▶ STATED PROBLEM: Starting with the line that contains "[mark] the white" and going on through the end of the material, write out every line again, requests included. Scale each point coordinate in the answers by 2.55 and round to whole numbers with halves going up, leaving all numbers in the requests and their sample coordinates unchanged.
%%
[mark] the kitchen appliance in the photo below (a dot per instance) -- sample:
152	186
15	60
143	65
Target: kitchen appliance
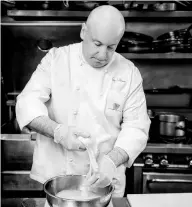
164	169
174	41
135	43
74	182
172	125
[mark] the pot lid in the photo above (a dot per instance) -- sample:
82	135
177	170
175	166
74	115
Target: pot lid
170	117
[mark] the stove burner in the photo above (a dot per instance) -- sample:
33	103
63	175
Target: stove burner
171	140
29	202
174	140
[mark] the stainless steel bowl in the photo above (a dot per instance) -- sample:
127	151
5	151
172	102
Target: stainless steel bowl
74	182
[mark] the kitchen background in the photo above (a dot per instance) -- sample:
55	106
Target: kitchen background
158	39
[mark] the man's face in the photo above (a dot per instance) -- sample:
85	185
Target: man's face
99	47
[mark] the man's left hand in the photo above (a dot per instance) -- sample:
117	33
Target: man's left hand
105	175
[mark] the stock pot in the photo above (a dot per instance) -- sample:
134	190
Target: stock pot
172	125
74	182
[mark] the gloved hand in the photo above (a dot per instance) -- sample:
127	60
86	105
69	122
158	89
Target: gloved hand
67	137
105	175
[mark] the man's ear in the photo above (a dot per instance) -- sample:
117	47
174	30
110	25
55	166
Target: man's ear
83	31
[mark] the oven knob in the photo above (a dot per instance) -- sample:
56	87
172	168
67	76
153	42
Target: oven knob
190	163
148	160
164	162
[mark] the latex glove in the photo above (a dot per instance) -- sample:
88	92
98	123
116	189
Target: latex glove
104	176
67	137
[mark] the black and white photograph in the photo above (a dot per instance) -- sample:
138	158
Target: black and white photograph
96	103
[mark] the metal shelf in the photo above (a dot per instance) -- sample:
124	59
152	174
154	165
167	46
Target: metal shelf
84	14
158	55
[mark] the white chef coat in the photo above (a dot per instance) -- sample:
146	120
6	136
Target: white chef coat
109	103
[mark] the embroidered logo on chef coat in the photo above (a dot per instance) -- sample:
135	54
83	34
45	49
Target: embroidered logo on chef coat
116	106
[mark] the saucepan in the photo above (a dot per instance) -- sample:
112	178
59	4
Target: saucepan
172	124
73	183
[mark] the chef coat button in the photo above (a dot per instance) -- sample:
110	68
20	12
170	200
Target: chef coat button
77	88
75	112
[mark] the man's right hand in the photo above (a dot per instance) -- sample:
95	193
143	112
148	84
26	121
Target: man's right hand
68	138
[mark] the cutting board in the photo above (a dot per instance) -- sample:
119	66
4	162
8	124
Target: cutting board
160	200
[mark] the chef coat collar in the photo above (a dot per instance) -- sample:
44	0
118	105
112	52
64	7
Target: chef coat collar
84	62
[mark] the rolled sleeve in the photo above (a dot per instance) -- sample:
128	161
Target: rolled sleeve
31	101
135	127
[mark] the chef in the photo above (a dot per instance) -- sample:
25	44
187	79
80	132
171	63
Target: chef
86	90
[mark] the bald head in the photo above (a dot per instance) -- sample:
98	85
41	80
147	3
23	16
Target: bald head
108	20
101	34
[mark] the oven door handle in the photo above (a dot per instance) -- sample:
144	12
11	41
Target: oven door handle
157	180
%%
▶ TASK ANSWER:
[mark] the white chef coat in the photo above (a dot per instance) -- sample:
146	120
6	136
Target: white chef coat
278	263
[mark] the embroidered logo on chef coat in the photo above (a dot per instance) -- sample:
135	54
83	34
45	49
Target: embroidered logo on chef coat
296	270
[mark] the saucepan in the photo above (a dot per instance) -- sample:
112	178
59	4
Target: saucepan
439	316
186	467
[mark] the chef coat button in the photo above (a dot per instance) -- sample:
110	68
20	12
170	200
Target: chef coat button
196	224
191	286
[mark] the man's right hand in the photo above (a dot per instance) -- sample:
95	193
143	112
148	84
26	121
Target: man's right hand
173	352
[mark] the cutting board in the photo above (a dot per instance) -- sample:
119	66
4	162
8	124
Target: cutting board
408	510
[mark] the chef coat collar in the photo above (a dot per instance) -- sample:
44	0
118	105
112	52
64	7
Target: chef coat collar
214	158
[mark] the rolled sleeve in the photo above (a dot per instance) -- sample:
128	161
Target: rolled sleeve
79	258
344	324
[mark] the chef in the photo above (a dot per instance) -- sample:
25	44
187	79
80	132
171	63
Target: chef
219	230
[mark] the bald head in the photo above (a dot per instance) -- sample:
98	85
41	80
147	3
23	16
Target: bald head
275	51
258	87
[mark] the oven door handle in the photo above (a dot per instance) -- sample:
144	12
11	41
Target: oven door handle
400	459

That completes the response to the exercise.